[[ Task data open ]]
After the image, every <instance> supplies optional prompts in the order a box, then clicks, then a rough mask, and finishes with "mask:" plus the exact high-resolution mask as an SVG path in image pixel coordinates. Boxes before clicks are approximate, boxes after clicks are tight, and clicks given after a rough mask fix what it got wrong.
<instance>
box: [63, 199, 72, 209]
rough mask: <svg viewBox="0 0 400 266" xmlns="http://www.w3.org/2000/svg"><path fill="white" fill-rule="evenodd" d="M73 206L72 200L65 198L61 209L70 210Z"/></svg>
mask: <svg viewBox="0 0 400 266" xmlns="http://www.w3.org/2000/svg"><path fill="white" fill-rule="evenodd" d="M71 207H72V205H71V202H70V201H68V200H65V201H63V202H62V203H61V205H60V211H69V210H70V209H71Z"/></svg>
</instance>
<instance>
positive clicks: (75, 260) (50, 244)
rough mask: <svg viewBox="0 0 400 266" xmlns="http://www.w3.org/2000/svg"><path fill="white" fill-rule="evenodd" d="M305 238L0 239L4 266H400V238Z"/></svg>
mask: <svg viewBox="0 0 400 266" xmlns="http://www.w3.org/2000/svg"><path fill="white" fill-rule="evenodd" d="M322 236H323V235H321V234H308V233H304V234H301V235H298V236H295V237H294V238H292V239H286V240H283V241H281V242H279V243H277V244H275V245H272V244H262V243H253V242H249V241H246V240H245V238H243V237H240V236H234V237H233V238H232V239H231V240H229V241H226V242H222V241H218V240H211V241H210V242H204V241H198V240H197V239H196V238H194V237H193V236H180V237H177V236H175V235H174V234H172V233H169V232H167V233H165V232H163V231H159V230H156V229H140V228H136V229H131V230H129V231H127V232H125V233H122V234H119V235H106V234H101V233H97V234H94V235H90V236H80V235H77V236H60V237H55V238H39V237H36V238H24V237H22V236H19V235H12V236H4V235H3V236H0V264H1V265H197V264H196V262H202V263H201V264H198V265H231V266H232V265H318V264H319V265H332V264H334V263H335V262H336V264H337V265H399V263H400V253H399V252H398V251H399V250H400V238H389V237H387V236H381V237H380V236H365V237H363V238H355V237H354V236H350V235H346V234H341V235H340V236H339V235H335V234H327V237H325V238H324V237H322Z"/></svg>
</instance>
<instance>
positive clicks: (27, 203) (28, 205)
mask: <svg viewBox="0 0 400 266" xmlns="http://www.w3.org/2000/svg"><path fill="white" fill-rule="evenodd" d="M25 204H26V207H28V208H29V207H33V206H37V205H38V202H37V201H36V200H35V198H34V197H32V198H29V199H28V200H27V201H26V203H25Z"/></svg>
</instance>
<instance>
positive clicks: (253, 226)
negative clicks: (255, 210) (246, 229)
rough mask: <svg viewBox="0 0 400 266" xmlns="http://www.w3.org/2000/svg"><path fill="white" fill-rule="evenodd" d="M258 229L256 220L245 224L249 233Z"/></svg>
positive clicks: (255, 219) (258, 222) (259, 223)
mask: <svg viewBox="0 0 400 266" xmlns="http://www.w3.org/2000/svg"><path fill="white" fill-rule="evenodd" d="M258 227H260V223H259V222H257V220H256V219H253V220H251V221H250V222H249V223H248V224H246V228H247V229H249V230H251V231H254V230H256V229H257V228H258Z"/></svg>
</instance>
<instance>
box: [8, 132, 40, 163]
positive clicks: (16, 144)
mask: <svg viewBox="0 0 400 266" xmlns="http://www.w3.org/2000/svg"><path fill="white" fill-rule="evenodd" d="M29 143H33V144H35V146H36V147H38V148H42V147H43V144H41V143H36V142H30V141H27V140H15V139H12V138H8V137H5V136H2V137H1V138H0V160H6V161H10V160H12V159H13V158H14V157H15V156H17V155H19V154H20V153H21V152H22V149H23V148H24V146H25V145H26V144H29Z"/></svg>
[[ Task data closed ]]
An exact restatement of all the entries above is needed.

After the image, every <instance> supplies optional prompts in the order a box, then clicks, then a rough mask, and finishes with "mask:" plus the exact high-resolution mask as an SVG path in image pixel coordinates. Boxes before clicks are approximate, boxes after clicks are tight, and clicks given after a rough mask fix what it got wrong.
<instance>
box: [63, 199, 72, 209]
rough mask: <svg viewBox="0 0 400 266" xmlns="http://www.w3.org/2000/svg"><path fill="white" fill-rule="evenodd" d="M73 206L72 200L65 198L61 209L70 210Z"/></svg>
mask: <svg viewBox="0 0 400 266" xmlns="http://www.w3.org/2000/svg"><path fill="white" fill-rule="evenodd" d="M71 207H72V205H71V202H70V201H68V200H65V201H63V202H62V203H61V205H60V211H69V210H70V209H71Z"/></svg>
</instance>
<instance>
positive clicks: (75, 260) (50, 244)
rough mask: <svg viewBox="0 0 400 266" xmlns="http://www.w3.org/2000/svg"><path fill="white" fill-rule="evenodd" d="M305 238L0 239L4 266H400V238Z"/></svg>
mask: <svg viewBox="0 0 400 266" xmlns="http://www.w3.org/2000/svg"><path fill="white" fill-rule="evenodd" d="M322 236H323V235H321V234H308V233H304V234H301V235H298V236H295V237H294V238H292V239H286V240H283V241H281V242H279V243H277V244H275V245H272V244H262V243H253V242H249V241H246V240H245V238H243V237H240V236H234V237H233V238H232V239H231V240H229V241H226V242H222V241H218V240H211V241H210V242H204V241H198V240H197V239H196V238H194V237H193V236H180V237H177V236H175V235H174V234H172V233H169V232H167V233H165V232H163V231H159V230H156V229H140V228H136V229H131V230H129V231H127V232H125V233H122V234H119V235H106V234H101V233H97V234H94V235H90V236H80V235H77V236H60V237H55V238H39V237H36V238H24V237H22V236H19V235H12V236H4V235H3V236H0V264H1V265H197V264H196V262H202V263H201V264H198V265H231V266H232V265H318V264H319V265H332V264H334V263H335V262H336V264H337V265H399V263H400V253H399V252H398V251H399V250H400V238H389V237H387V236H381V237H380V236H365V237H363V238H355V237H354V236H350V235H346V234H341V235H340V236H339V235H335V234H327V237H325V238H324V237H322Z"/></svg>
</instance>
<instance>
positive clicks: (27, 203) (28, 205)
mask: <svg viewBox="0 0 400 266" xmlns="http://www.w3.org/2000/svg"><path fill="white" fill-rule="evenodd" d="M25 204H26V207H28V208H29V207H33V206H37V205H38V202H37V201H36V200H35V198H34V197H32V198H29V199H28V200H27V201H26V203H25Z"/></svg>
</instance>
<instance>
positive clicks: (253, 226)
negative clicks: (255, 210) (246, 229)
rough mask: <svg viewBox="0 0 400 266" xmlns="http://www.w3.org/2000/svg"><path fill="white" fill-rule="evenodd" d="M258 229L256 220L245 224L249 233Z"/></svg>
positive clicks: (255, 219) (258, 222) (259, 223)
mask: <svg viewBox="0 0 400 266" xmlns="http://www.w3.org/2000/svg"><path fill="white" fill-rule="evenodd" d="M258 227H260V223H259V222H257V220H256V219H253V220H251V221H250V222H249V223H248V224H246V228H247V229H249V230H251V231H254V230H256V229H257V228H258Z"/></svg>
</instance>
<instance>
box: [8, 132, 40, 163]
positive clicks: (16, 144)
mask: <svg viewBox="0 0 400 266" xmlns="http://www.w3.org/2000/svg"><path fill="white" fill-rule="evenodd" d="M29 143H33V144H35V146H36V147H38V148H42V147H43V144H41V143H36V142H30V141H27V140H15V139H12V138H8V137H5V136H2V137H1V138H0V160H6V161H10V160H12V159H13V158H14V157H15V156H17V155H19V154H20V153H21V152H22V149H23V148H24V146H25V145H26V144H29Z"/></svg>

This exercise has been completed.